### DATA SUPPLIED
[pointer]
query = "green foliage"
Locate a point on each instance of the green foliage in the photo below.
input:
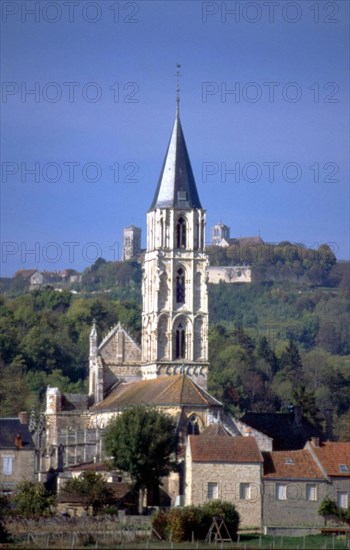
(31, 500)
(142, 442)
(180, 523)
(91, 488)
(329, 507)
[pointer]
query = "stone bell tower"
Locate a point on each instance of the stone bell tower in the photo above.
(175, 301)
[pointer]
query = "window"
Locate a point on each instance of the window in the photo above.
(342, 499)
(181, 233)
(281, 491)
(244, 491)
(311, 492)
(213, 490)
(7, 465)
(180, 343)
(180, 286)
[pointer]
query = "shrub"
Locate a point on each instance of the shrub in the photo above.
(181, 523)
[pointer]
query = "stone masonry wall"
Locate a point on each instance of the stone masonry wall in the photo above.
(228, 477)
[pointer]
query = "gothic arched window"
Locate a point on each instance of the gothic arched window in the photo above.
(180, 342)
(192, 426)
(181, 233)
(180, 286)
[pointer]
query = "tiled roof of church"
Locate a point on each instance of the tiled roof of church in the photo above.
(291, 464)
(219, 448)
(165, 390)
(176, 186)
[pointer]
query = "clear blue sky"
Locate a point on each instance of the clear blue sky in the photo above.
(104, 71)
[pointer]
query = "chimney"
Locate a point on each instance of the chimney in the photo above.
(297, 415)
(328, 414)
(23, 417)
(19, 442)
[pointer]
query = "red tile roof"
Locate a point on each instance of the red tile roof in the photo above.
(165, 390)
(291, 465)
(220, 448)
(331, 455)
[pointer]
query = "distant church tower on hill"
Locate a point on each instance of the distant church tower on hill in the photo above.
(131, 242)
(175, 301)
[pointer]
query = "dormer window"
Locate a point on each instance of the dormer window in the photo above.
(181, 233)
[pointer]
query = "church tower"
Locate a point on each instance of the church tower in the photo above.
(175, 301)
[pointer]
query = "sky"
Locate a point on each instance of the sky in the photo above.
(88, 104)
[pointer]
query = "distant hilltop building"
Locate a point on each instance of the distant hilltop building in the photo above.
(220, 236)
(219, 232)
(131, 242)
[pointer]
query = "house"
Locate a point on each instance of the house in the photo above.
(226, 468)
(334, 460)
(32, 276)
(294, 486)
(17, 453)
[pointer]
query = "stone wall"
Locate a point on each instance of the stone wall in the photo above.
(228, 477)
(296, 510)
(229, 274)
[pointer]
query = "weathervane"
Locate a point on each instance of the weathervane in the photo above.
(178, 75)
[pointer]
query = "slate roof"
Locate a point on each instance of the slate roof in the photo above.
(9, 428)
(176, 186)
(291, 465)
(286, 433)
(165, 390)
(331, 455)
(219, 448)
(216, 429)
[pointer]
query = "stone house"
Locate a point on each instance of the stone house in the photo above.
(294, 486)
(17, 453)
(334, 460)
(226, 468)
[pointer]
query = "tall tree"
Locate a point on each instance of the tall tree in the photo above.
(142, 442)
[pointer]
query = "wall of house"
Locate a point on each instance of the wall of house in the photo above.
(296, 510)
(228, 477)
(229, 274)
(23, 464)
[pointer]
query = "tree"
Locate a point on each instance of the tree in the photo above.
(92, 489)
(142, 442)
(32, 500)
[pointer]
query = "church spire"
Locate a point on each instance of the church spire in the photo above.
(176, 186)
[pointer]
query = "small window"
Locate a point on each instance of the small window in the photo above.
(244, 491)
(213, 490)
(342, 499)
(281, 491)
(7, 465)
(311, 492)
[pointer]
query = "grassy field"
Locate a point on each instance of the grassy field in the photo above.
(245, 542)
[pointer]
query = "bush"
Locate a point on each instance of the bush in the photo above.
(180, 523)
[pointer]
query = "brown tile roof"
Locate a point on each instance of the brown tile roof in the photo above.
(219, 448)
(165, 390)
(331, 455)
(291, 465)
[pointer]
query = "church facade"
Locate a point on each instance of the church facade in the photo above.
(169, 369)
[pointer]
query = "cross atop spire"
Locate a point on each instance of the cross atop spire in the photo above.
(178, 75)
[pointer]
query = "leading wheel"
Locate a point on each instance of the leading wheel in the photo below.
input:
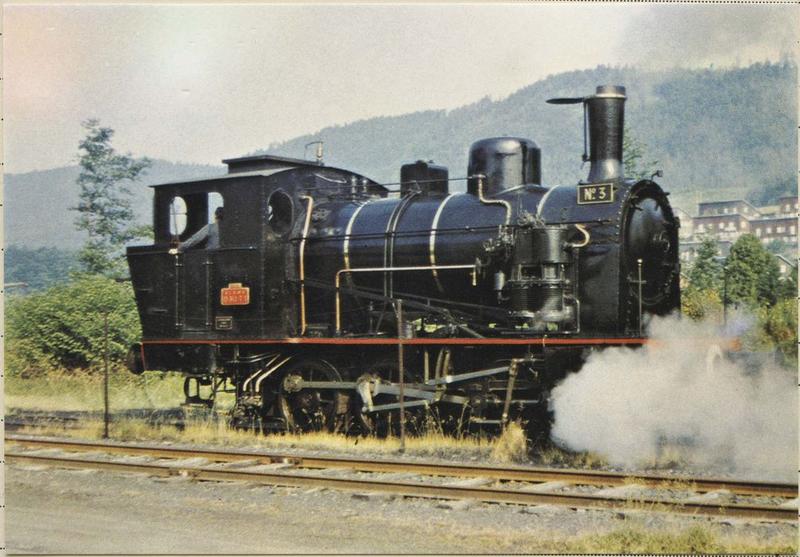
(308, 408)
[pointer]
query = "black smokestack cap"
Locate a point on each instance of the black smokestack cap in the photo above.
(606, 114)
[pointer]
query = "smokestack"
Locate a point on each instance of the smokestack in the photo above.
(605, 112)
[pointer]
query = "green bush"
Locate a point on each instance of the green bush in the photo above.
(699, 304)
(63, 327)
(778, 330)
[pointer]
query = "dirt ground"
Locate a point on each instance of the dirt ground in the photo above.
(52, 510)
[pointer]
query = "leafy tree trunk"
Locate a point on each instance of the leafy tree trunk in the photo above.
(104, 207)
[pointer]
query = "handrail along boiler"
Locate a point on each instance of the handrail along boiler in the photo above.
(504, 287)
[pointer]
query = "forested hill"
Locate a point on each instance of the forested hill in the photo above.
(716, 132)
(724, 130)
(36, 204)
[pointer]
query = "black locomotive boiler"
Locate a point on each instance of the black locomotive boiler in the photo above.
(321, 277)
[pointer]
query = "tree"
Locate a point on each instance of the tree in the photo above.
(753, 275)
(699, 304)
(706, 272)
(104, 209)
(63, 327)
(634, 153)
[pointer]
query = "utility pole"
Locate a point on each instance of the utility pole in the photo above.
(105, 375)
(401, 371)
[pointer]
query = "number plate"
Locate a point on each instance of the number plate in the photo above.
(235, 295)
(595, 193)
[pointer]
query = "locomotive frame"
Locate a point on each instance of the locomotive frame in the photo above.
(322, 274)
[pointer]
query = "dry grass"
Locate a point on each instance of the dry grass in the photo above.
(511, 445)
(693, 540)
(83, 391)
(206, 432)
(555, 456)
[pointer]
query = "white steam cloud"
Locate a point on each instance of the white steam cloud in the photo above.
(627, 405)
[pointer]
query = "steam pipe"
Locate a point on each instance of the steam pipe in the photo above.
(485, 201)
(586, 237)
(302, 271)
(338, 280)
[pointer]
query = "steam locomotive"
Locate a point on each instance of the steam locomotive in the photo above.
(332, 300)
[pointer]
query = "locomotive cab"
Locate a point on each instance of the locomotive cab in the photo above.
---
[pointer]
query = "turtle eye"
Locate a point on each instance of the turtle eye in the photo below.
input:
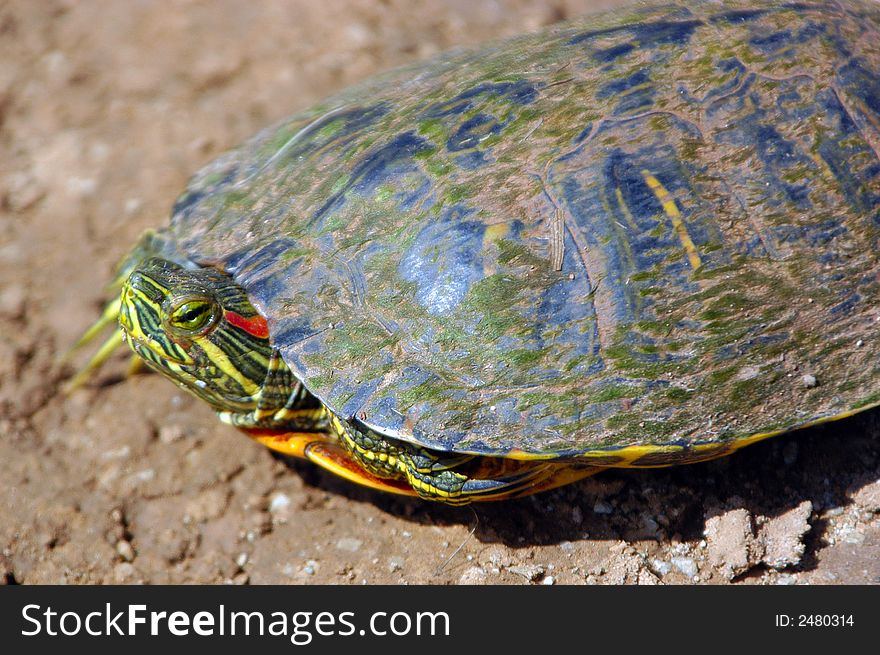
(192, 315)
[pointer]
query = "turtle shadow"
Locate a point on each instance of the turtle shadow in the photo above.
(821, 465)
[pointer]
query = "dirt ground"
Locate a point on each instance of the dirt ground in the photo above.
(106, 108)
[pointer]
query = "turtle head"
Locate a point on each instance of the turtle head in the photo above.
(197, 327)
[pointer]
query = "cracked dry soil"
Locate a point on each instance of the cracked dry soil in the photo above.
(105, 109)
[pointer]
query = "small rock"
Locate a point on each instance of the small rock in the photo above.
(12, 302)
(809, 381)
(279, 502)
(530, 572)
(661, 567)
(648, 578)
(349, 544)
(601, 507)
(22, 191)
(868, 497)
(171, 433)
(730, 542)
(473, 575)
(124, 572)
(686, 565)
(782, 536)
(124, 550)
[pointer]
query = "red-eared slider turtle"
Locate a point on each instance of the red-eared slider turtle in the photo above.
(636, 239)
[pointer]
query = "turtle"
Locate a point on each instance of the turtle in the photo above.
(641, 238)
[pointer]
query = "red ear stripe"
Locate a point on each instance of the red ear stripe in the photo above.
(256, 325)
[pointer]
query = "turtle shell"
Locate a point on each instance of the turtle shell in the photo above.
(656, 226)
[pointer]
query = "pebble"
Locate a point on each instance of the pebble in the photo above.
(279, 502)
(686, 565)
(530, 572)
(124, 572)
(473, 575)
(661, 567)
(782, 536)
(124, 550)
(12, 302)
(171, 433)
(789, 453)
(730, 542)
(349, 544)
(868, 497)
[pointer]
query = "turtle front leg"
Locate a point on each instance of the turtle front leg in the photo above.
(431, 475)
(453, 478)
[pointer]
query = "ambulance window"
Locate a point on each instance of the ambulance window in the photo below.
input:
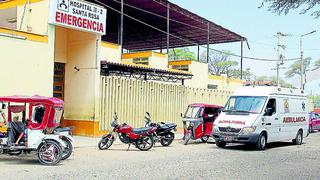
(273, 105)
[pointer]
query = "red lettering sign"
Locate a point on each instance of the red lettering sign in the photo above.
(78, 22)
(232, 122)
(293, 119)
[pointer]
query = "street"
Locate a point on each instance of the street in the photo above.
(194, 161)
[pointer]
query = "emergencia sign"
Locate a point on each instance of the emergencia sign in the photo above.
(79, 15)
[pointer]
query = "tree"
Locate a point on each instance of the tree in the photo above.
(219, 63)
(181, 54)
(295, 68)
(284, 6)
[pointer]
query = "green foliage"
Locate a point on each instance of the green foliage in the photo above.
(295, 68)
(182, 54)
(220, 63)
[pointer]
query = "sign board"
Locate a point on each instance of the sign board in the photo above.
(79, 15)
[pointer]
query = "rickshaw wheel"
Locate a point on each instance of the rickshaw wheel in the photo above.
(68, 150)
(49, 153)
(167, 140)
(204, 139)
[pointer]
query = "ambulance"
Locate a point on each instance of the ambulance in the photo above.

### EXERCISE DETAILS
Copy out every line from the material above in which the word "leading" appears.

### RESPONSE TO THIS EXERCISE
query = "leading wheel"
Locate a point on each instance of the leading wheel in the photo below.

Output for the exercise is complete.